Exercise 1 -
In the thread about slow processing of large diffs, how long did roughly 40k of combined old and new HTML take to process?
Exercise 2 -
Which processing times does the opening post of the thread about slow processing of large diffs report? List each one with the input it applies to.

Text shown -
* start *
Processing time is very long on large diffs

Question

Processing time is very long on large diffs

nvahalik opened this issue 8 years ago · 9 comments

This is a great module. In most cases it works absolutely flawlessly.

However, it's worth noting that for big diffs (where the new and old text lengths) exceed 65K (in my case it was 128k worth of HTML).

Our workaround was simply to do do some pre-optimization to get the processing time down to <30s. (This was for ~9k and ~10k for old/new blocks). We removed some inlined images and did some de-duplication of elements within the blocks of HTML.

~40k of html combined (old + new) took around 316 seconds and ~60 didn't complete before 10 minutes.

Answer 1 · 2016-10-20T12:28:27.000Z

He nvahalik,

Can you PM me a long running HTML old and new text. I'd like to so some profiling.

Also maybe create a feature request for ignoring inline images. I ran into the same thing some time ago.

Answer 2 · 2017-01-23T07:26:00.000Z

@nvahalik Sorry we haven't had any action on this one yet - I created a new issue for a feature to ignore inline images.

As far as performance overall, that is definitely one of the top items on the priority list... while building upon the original library, performance took a back-seat to accuracy and human-readability - and the original use-case for us was comparing small snippets of HTML, so unfortunately the lack of priority on performance shows when processing large diffs.
* end *
Listing -
* start *
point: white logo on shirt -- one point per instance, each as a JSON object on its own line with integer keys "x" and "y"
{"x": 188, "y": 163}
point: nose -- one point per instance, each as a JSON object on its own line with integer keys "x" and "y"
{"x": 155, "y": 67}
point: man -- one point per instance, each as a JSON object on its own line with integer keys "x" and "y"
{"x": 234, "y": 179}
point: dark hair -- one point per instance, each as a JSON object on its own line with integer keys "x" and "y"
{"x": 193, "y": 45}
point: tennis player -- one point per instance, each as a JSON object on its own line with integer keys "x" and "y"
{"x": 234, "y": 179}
* end *
* start *
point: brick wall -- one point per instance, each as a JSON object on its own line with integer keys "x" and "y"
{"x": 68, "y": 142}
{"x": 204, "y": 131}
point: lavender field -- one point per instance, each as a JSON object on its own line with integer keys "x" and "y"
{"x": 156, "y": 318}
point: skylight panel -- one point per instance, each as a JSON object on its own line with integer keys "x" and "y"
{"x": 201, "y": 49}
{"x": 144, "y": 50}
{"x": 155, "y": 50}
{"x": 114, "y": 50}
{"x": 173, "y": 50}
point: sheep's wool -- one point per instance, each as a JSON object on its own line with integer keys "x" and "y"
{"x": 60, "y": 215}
* end *
Right answer 1 -
Around 316 seconds.

Right answer 2 -
- Under 30 seconds, after pre-optimization, for about 9k and 10k of old and new HTML
- Around 316 seconds for about 40k of combined HTML
- Not finished within 10 minutes for about 60k of combined HTML